— Begin —

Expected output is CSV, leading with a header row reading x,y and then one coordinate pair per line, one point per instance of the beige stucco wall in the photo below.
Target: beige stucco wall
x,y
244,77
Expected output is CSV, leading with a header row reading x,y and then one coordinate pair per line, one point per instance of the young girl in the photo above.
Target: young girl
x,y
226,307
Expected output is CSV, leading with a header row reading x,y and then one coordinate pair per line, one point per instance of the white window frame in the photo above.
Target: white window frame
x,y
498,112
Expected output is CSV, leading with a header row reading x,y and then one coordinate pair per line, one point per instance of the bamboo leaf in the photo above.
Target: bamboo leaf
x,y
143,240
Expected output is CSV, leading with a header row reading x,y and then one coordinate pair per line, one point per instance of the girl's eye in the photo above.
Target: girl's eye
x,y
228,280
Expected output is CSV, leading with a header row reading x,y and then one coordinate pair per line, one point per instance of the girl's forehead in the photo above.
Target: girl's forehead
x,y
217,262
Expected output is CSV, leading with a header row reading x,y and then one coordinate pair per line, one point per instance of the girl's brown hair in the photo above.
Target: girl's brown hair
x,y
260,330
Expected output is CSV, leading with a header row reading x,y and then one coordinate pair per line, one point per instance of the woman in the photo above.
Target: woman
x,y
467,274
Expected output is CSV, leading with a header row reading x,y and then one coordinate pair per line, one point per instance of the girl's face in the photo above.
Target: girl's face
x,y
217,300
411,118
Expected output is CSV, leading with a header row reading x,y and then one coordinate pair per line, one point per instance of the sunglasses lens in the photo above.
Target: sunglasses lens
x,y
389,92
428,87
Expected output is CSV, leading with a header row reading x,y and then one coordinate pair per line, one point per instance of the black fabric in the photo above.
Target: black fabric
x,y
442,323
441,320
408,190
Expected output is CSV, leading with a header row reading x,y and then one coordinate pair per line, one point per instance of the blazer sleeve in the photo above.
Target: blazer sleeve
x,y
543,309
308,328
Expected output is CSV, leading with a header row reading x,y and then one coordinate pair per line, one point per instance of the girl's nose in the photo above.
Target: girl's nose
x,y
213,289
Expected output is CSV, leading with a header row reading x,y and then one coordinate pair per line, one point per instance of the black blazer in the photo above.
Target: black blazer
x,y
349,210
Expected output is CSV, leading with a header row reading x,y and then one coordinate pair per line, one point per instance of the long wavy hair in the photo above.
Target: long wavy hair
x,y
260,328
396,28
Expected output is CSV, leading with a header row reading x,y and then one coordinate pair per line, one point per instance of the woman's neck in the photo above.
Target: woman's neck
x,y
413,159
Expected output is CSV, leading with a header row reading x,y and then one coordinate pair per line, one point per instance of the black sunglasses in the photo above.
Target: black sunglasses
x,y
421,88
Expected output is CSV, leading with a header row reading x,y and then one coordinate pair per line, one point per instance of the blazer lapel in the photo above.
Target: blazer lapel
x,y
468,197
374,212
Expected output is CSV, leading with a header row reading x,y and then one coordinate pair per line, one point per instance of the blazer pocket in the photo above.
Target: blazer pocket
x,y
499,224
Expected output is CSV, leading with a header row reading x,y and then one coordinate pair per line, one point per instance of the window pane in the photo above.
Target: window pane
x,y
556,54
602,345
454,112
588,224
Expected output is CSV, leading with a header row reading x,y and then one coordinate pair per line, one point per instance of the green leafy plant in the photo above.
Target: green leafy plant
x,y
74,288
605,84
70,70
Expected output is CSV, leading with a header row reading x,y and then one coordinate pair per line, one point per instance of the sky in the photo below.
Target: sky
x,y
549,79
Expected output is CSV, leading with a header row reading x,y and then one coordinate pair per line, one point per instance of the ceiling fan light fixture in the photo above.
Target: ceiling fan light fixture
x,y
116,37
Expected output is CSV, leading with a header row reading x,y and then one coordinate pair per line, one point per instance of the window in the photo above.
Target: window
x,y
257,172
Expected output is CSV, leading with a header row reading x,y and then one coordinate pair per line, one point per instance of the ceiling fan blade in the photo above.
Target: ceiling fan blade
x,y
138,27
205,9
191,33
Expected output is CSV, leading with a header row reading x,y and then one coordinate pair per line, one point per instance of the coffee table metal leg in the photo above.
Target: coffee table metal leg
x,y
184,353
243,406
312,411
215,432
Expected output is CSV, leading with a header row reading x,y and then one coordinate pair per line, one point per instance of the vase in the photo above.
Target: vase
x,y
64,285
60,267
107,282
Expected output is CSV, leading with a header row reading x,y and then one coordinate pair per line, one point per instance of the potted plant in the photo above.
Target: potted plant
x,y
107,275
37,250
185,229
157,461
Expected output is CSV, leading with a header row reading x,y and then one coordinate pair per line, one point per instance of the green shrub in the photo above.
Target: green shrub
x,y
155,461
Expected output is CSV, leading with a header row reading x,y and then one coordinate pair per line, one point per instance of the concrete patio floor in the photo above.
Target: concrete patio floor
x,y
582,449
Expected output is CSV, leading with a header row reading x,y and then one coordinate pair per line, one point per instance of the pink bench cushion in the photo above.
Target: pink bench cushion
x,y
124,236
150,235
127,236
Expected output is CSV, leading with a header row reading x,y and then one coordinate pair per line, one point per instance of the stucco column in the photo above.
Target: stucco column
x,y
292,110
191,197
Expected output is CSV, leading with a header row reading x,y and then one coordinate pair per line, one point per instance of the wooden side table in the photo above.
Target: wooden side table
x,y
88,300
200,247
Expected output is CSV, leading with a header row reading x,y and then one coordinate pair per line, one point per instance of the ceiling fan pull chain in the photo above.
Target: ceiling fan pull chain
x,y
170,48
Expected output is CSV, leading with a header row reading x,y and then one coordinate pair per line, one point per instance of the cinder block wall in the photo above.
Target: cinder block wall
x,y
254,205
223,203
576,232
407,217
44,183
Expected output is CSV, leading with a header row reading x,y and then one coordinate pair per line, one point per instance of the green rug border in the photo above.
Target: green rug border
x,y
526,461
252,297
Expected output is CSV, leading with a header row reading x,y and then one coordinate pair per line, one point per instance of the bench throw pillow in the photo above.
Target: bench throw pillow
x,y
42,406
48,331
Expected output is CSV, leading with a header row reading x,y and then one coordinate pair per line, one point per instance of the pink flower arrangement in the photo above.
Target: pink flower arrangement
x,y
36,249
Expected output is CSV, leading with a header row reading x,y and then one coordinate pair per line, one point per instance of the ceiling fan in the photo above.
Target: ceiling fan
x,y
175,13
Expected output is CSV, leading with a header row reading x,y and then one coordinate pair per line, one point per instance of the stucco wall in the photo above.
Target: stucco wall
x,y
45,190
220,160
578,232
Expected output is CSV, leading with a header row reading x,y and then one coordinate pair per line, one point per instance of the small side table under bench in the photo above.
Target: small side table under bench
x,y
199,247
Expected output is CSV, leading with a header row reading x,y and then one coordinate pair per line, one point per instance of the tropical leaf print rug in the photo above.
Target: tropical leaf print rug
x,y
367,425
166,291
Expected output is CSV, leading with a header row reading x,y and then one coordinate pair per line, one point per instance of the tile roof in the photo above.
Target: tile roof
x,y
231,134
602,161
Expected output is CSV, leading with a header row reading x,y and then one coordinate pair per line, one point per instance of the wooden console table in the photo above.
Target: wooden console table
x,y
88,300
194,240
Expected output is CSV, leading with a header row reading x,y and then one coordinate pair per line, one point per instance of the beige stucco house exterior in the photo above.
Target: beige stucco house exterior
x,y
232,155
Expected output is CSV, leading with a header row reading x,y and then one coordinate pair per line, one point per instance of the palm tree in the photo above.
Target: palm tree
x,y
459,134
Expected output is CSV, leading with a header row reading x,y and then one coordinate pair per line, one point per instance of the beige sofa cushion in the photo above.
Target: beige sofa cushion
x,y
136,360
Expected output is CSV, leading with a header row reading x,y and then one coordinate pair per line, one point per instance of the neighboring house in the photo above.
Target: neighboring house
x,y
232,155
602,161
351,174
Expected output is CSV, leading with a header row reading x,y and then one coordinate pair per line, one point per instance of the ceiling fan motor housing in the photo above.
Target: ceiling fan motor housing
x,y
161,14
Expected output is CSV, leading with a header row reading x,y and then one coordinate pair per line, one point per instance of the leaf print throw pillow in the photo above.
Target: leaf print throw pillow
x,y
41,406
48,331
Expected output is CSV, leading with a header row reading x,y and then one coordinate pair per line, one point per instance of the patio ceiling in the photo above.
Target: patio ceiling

— End —

> Given instruction
Extract exactly the lines between the line containing "house in the photo above." and the end of the data, including both.

> Written reply
Expected output is CSV, leading with a header row reading x,y and then one coordinate pair per line, one point per instance of the neighboring house in the photo above.
Target: neighboring house
x,y
232,155
602,161
351,174
Expected output is CSV, leading with a header row reading x,y and then one coordinate pair per line, one point per instance of the ceiling fan motor housing in the photo above.
Target: ceiling fan motor housing
x,y
161,14
Expected output is CSV, leading with a header row reading x,y and then one coordinate pair per line, one point per instance of the leaf print throw pillow in the photo above.
Target: leaf print throw pillow
x,y
41,406
48,331
Expected output is CSV, leading with a header row reading x,y and then one coordinate pair per line, one point per instance of the patio ceiling in the photo above.
Target: patio ceiling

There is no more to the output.